Raiford to Osceola Greenway
Union and Baker Counties

by Joe Guthrie

The Raiford-Osceola Greenway Florida Forever Project is a vital piece of the Ocala to Osceola Greenway, which connects two of the largest blocks of conservation land left in Florida. The 67,000 + acre Raiford-Osceola project is a lynchpin to the entire O2O corridor system. It abuts Osceola National Forest to the southeast and extends east to the Camp Blanding-Raiford Greenway project, spanning a distance of 18 miles. This is the final landscape connection for a young male black bear that might travel north from Ocala National Forest or Camp Blanding Joint Training Center in search of a new home range. In biologist Jeremy Dixon’s genetic sampling of the bear population throughout the region, multiple bears with Ocala genes were detected on the Raiford to Osceola project, confirming that a functional corridor exists through the property. Dixon’s research also indicated that Osceola bears disperse south onto the property.

TASK LIST:
1. Answer these from the Raiford to Osceola Greenway text:
(a) How many acres does the Raiford-Osceola project cover?
(b) Over what distance does the project stretch?
(c) Which biologist ran the genetic sampling of the region's bears?
2. Name every distinct greenway or greenway project in the Raiford to Osceola Greenway text, once each.
3. Resume the Raiford to Osceola Greenway text after its last sentence.

SUPPLIED RECORDS:
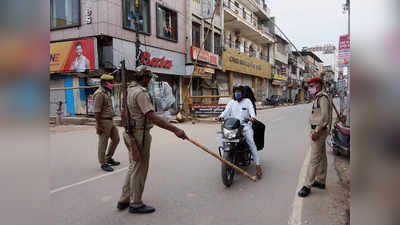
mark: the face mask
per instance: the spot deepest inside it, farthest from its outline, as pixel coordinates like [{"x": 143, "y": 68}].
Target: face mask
[
  {"x": 313, "y": 90},
  {"x": 238, "y": 96},
  {"x": 108, "y": 85}
]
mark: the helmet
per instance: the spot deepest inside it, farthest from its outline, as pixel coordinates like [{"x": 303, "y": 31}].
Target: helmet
[{"x": 143, "y": 70}]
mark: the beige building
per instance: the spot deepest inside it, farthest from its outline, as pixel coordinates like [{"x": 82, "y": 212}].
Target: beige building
[{"x": 248, "y": 45}]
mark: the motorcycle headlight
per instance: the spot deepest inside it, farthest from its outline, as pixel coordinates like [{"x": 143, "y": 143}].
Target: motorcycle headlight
[{"x": 230, "y": 134}]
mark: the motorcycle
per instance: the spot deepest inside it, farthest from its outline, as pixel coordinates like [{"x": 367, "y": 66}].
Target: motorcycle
[
  {"x": 340, "y": 139},
  {"x": 234, "y": 148}
]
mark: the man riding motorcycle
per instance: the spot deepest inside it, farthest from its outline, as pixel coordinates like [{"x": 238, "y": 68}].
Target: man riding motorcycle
[{"x": 243, "y": 109}]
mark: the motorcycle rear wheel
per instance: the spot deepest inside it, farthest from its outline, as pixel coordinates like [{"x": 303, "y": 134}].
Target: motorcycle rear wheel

TASK RESULTS:
1.
(a) More than 67,000 acres.
(b) 18 miles.
(c) Jeremy Dixon.

2.
- Raiford-Osceola Greenway Florida Forever Project (also called the Raiford to Osceola Greenway)
- Ocala to Osceola Greenway (the O2O corridor)
- Camp Blanding-Raiford Greenway project

3.
Soft light and color enhance our view over this lake along the Raiford Osceola Greenway, provided by Critical Linkages Photographer Daniel Ewert.

Although the Raiford Osceola Greenway is a relatively small area of land, Daniel says it is full of “lakes, ponds, and lush forest that appeared as though they would support a bounty of wildlife.”
– Daniel Ewert

Read more at “A View From the Other Side of the Lens” here.

There is much work to be done to restore much of the site. Silvicultural lands constitute a large portion of the property, including pine plantation and clearcuts. But there are high value habitats in abundance as well, fostering some important ecological actors. Floodplain forests and baygalls border the streams that drain from the site. Four blackwater streams from three major river basins – the St. Mary’s, St. Johns, and the Santa Fe – originate in the project area. As of today, none of this project is protected. Current efforts are working with the landowners towards a less-than-fee agreement. This would place conservation protection over the site and establish management guidelines, which would facilitate some restoration to native habitat in some areas of the property.